§ **What the task asks**
Carry on the forum post about the blank VCS PID files, writing the next part from where it stops.

§ **Extract provided**

__________

Thanks for your help.

I haven't done any test on the VCS since last test due to it is a 7*24 production system. I will work on it as I do the scheduled offline backup at the end of the month.

Both of you referred to the PID files' content. I read those files and they are surely not the same as beforehind. As I cat those files, the output is blank. So I doubt VCS reads this 'blank' as '0'.

If it is the point, there is such deduction:

At the moment of VCS Application agent startup, it probes the status of resources before doing online. It reads the PID files and gets the result 'blank'----takes it as '0'? Then VCS watches the process list, it surely finds PID number '0' in it. So the status of Application resource SAPapp returnes online.

__________

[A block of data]

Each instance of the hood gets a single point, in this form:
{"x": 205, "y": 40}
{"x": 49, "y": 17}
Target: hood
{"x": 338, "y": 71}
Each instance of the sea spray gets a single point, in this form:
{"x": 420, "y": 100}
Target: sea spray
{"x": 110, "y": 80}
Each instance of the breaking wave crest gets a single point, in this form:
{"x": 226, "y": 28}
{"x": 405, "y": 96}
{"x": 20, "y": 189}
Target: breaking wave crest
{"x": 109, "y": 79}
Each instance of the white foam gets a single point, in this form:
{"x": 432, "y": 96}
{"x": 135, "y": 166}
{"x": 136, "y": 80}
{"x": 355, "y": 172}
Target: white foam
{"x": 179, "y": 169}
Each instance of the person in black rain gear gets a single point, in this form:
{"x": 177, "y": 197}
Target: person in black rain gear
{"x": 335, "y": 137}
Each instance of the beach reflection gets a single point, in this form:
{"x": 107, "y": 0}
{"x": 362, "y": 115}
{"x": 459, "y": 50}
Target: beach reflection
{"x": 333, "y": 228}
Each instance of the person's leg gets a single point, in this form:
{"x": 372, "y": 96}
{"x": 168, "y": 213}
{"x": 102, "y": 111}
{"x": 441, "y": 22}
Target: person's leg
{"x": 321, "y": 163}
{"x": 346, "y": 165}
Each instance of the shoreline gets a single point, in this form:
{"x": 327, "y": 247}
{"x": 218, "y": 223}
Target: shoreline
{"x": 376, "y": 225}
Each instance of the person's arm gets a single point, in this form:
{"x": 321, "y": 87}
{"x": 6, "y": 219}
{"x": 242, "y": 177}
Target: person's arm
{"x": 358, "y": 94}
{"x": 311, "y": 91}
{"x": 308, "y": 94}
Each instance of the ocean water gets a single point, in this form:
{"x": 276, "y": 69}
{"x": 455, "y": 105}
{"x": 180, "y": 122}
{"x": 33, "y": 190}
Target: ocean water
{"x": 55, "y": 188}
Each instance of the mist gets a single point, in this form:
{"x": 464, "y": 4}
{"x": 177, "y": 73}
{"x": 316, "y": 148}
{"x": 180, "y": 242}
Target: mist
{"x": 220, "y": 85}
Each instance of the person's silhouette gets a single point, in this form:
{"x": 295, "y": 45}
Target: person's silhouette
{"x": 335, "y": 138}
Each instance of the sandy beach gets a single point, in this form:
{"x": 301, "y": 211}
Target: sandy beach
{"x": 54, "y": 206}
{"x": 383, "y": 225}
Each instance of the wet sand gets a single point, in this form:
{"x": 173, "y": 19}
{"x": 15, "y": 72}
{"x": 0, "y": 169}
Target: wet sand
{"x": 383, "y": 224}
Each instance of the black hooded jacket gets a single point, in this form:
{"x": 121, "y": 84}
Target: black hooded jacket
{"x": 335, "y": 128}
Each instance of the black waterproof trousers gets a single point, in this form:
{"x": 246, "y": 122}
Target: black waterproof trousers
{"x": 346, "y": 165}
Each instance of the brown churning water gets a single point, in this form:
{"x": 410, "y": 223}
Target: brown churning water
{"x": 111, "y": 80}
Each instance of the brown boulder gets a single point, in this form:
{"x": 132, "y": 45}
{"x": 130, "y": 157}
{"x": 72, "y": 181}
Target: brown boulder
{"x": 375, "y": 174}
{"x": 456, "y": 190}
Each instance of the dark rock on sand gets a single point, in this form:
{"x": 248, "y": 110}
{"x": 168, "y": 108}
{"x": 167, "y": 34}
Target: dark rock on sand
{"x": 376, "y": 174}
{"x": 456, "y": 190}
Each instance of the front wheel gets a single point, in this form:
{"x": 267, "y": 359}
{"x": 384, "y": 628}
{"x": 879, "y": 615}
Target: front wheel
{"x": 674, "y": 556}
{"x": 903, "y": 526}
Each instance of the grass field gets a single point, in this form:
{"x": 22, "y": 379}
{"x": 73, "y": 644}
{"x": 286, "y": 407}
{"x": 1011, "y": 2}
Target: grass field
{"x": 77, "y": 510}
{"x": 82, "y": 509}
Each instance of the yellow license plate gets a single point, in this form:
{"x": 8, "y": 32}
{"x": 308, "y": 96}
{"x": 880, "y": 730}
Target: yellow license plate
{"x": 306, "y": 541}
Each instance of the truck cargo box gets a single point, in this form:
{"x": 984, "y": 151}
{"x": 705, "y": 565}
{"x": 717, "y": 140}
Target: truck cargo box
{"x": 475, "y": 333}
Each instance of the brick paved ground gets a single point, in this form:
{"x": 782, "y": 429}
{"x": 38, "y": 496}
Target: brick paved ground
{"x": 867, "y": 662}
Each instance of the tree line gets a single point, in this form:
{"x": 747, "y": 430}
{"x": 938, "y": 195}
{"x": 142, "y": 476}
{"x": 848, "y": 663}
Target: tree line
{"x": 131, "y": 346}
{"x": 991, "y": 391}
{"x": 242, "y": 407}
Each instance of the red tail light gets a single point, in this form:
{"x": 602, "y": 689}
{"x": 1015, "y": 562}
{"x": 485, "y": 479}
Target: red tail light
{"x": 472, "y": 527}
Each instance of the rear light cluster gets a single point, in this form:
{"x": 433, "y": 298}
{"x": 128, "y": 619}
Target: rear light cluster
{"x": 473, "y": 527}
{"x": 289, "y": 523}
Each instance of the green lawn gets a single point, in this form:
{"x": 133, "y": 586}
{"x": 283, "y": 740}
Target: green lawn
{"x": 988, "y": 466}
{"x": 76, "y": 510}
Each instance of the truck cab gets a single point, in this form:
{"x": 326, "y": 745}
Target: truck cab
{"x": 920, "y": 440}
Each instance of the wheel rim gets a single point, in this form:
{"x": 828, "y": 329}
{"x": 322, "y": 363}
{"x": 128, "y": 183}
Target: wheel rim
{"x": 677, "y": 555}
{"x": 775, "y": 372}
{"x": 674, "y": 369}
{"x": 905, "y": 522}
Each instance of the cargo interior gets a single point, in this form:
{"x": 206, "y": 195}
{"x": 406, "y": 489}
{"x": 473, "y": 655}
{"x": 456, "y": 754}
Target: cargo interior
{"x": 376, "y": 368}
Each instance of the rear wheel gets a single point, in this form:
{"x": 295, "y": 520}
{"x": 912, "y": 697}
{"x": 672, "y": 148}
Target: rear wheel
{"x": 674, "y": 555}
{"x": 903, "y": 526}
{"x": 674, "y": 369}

__________

§ **Answer to the exercise**
To Roger Davis:

The Oracle agent surely includes sqlnet type resource. In our system, the product application is on node A, the second node B which always stands by in normal case plays another role(Quality system) in SAP landscape. That is, there is another SAP application and Oracle database going on it. So in our lsnrctl resource, there are statements which offline local listener and online another listener while needed. This is the original scheme that the SAP supplier provided. I know VCS is enough powerful to feed two or more service groups, but this method seems simpler than configuring group dependeny.

I will try again and post the result after OKing it.

543700257
Level 3
My problem is solved.

It is surely due to the pid files 'blank'. After I write something in these files, it is OK again.

Thanks for all your help!